### Data for the task

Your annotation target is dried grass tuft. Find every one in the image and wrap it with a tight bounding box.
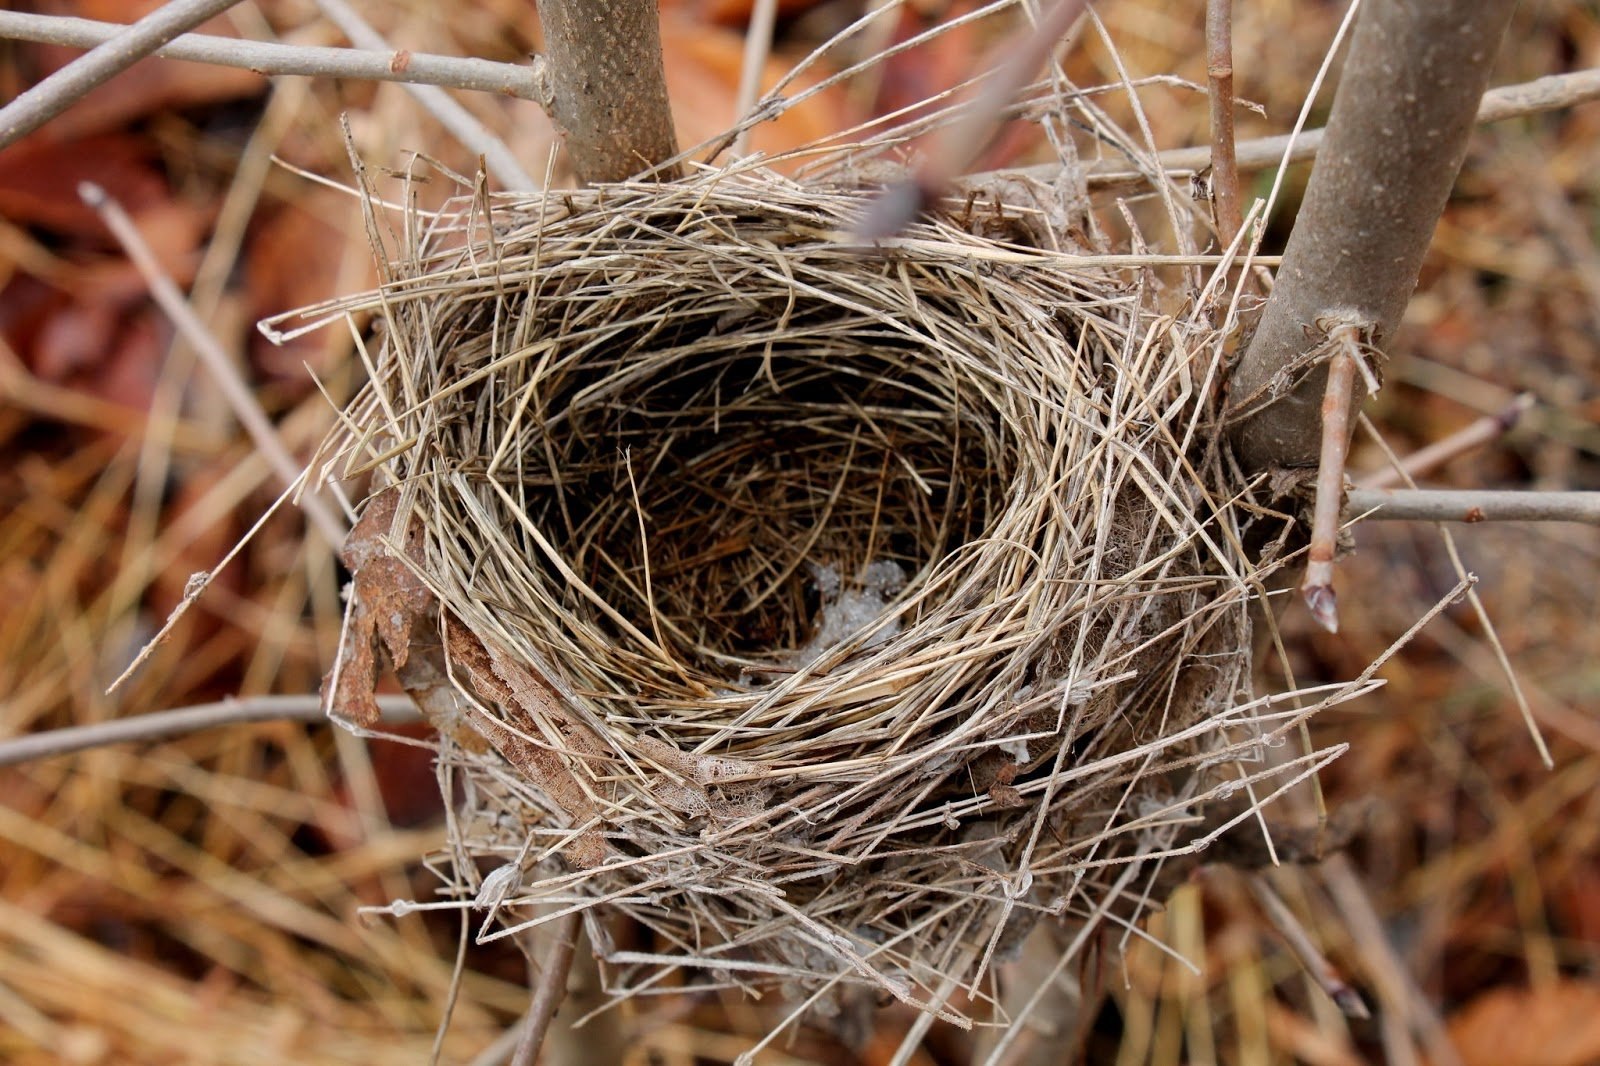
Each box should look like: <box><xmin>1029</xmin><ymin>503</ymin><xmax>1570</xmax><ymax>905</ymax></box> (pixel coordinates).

######
### Data for the task

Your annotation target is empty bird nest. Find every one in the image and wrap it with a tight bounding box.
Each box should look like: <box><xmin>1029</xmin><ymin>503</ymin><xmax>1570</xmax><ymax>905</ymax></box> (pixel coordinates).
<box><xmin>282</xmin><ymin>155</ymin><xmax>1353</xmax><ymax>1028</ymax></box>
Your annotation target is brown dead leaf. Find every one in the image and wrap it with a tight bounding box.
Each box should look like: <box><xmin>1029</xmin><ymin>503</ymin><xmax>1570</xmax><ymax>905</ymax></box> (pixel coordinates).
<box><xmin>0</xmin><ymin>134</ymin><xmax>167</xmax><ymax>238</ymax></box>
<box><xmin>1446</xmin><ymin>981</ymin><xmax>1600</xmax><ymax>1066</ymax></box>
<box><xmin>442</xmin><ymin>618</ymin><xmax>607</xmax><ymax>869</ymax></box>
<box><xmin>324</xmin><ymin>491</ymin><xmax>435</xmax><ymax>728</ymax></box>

######
### Data for the task

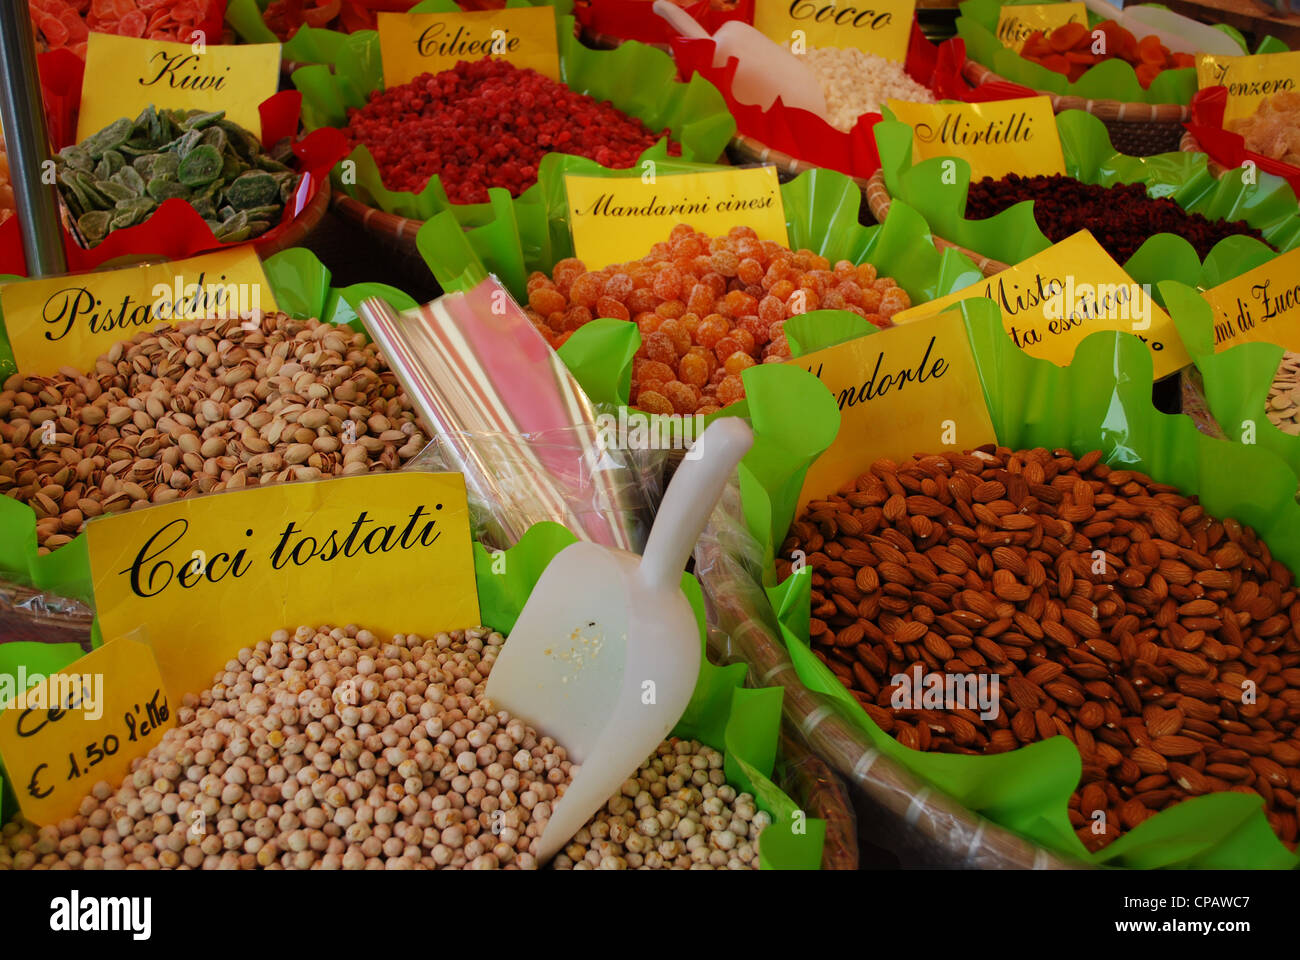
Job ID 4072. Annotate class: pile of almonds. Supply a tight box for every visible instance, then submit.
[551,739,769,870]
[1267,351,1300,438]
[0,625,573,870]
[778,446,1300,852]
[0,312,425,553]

######

- _Task_: Show all lines from the listing above in which "image" appears.

- _Output below_:
Your annotation target is dried grass tuft. Find every one in the image and wrap it with a tight bounding box.
Your annotation target is empty bird nest. Find every one in the image and wrap it with a tight bounding box.
Your annotation target is brown dead leaf. Find every one in the image and wrap it with a tight bounding box.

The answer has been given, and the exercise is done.